The 89 patients fed by nasogastric tube within 24 hours stayed in the hospital an average of 4.43 days. The 11 fed an average of 4.36 days later stayed an average of 7.80 days.
The risk of hospital stays 5 days or longer quadrupled when enteral nutrition was delayed (RR, 4.14). Two patients (18%) died in the delayed-feeding group; eight (9%) died in the early-feeding group.
The average age in the study was 83 years old. Patients who went for more than a day without being fed – the range was 2-7 days – were a bit older with an average age of 86 years, "meaning that they were unlikely to have much in the way of reserves and were very likely to have some malnutrition at baseline," said Dr. Cynthia Wallace, medical director of Vibra Specialty Hospital in Portland, Ore., as well as a palliative care consultant at Salem Hospital.
"Association doesn’t prove causality," she said. It’s possible that those who went longer without nutrition were sicker and more confused.
Even so, "the correlation was pretty compelling." The findings argue strongly for early nutrition "whether or not it’s known absolutely" that it improves outcomes. Nutrition is essential for recovery: "If you are going to treat a patient aggressively, you need to give them nutrition. It’s just the right thing to do." It may also save a lot of money. A day in the hospital costs more than $4,000, while feedings cost about $35 a day, Dr. Wallace said at the Society of Hospital Medicine annual meeting.
"Given an ALOS [average length of stay] of 7 days without intervention, an early 3-day trial of enteral nutrition could save the hospital between $2,939 and $12,065 for an ALOS reduction of 1-4 days, respectively," she reported in the accompanying abstract. "Assuming a utility of 100%, the cost per outpatient day gained for the patient varies from $25 to $100 for a range of 4 to 1 days gained. If early enteral nutrition is responsible for the reduction in ALOS, less than 10% of 1 cent is spent to garner $1 in reduced inpatient costs."
Days go by
It’s not uncommon for elderly patients to go days without being fed. One of the reasons, Dr. Wallace said, is because there’s been an overextrapolation from studies showing that percutaneous gastrostomy tubes don’t improve quality of life or survival in end-stage dementia.
Those findings "have unintentionally influenced use of temporary feeding tubes in patients with acute issues who are otherwise receiving full medical treatment" and have resulted "in inappropriate withholding of enteral nutrition" in the elderly, she said.
"We’ve morphed the data into saying, ‘Oh, if I’ve got a patient who has some underlying dementia, I shouldn’t give them tube feeds. But the data about not doing [gastrostomy] tubes in advanced dementia has to do with people who are not undergoing acute medical treatment. That’s a very different situation from hip fractures and other acute problems in the elderly. Unfortunately, the evidence for one situation has been transposed onto a different situation, so a lot of hospitalists hesitate to initiate tube feeds," she said.

Recorded information:

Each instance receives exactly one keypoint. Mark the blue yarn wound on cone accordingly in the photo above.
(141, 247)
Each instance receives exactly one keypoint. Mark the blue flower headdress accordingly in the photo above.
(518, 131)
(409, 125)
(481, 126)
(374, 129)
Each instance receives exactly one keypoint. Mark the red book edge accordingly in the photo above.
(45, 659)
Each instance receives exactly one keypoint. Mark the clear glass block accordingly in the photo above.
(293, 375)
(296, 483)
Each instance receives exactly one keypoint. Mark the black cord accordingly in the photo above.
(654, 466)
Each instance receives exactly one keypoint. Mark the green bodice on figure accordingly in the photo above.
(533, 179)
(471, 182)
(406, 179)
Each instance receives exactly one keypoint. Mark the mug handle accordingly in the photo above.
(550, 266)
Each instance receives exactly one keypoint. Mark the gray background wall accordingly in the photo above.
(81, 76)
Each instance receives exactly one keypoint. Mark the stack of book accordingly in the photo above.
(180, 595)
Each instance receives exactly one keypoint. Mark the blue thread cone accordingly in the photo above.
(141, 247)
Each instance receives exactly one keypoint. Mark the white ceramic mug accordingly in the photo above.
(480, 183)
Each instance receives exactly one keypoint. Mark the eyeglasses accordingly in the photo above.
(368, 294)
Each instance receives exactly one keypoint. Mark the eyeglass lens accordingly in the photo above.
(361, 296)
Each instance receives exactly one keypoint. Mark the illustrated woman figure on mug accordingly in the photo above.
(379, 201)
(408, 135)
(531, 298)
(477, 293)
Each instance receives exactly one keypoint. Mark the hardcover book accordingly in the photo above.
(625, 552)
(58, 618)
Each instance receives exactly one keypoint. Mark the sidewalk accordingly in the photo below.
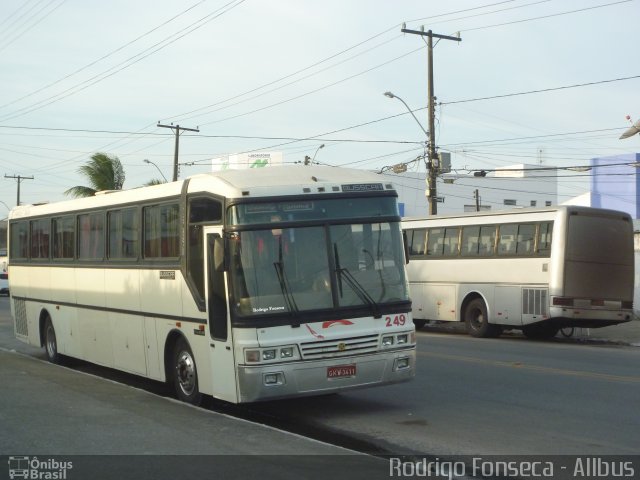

Exercise details: Retype everything in the article on early tube feeding for elderly patients from "The average age" down to "at Salem Hospital.".

Exercise answer:
The average age in the study was 83 years old. Patients who went for more than a day without being fed – the range was 2-7 days – were a bit older with an average age of 86 years, "meaning that they were unlikely to have much in the way of reserves and were very likely to have some malnutrition at baseline," said Dr. Cynthia Wallace, medical director of Vibra Specialty Hospital in Portland, Ore., as well as a palliative care consultant at Salem Hospital.